## Information given
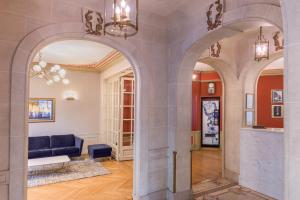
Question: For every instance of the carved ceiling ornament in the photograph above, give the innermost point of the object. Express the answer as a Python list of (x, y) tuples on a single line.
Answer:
[(277, 44), (93, 22), (215, 50), (215, 15)]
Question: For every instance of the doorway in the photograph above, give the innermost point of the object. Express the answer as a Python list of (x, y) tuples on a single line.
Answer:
[(207, 130)]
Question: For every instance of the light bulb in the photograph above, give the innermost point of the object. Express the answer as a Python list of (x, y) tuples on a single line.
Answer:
[(49, 82), (123, 4), (127, 9), (56, 68), (56, 78), (62, 73), (118, 10), (66, 81), (43, 64), (41, 75), (37, 68)]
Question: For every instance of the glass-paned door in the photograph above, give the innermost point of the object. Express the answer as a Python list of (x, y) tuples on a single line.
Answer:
[(127, 117), (113, 114)]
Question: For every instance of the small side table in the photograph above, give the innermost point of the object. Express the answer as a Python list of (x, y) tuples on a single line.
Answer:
[(99, 151)]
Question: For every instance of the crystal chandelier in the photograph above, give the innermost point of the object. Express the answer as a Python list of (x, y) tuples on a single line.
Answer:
[(51, 73), (121, 18), (261, 47)]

## Exercise prompt
Recast every line of the items above as a Markdown table with the columns Row and Line, numbering the rows in order and skipping blank lines. Leave the pictures out.

## Output
| Row | Line |
|---|---|
| 1 | Question: For every instance of the carved ceiling ornament in the photograph above, give the innermost point of the object. Express the answer as a Python list of (x, y) tuples on a single line. |
| 2 | Answer: |
| 3 | [(277, 44), (93, 22), (215, 50), (215, 15)] |
| 4 | Question: For every instance of the doorway in the photograph above, give the innermost point of the object. Express the answer as a Python list of (x, y) tuples on a single line. |
| 5 | Answer: |
| 6 | [(207, 130)] |
| 7 | Question: For every instance of the light bulb in the photograph above, give the innermost point of the object. Express the answer as a Python list of (x, y) tuples on a single line. |
| 8 | Answer: |
| 9 | [(49, 82), (123, 4), (127, 9), (56, 68), (56, 78), (62, 73), (118, 10), (66, 81), (43, 64), (41, 75), (37, 68)] |
| 10 | Question: For every instance of the glass-paned door in the photograph above, give the innermost point of the object. Express the answer as a Python list of (x, y) tuples on a single line. |
| 11 | Answer: |
| 12 | [(127, 117), (113, 114)] |
| 13 | Question: For every instance of the small side table in the photograph above, give the innermost point of the object. Express the answer as a Python list of (x, y) tuples on a single line. |
| 14 | Answer: |
| 15 | [(99, 151)] |
| 16 | Question: For every instance of the crystal chandelier in the photograph above, give the innermost point of the object. Express the answer as a Python list of (x, y) tuples on a single line. |
| 17 | Answer: |
| 18 | [(51, 73), (121, 18), (261, 47)] |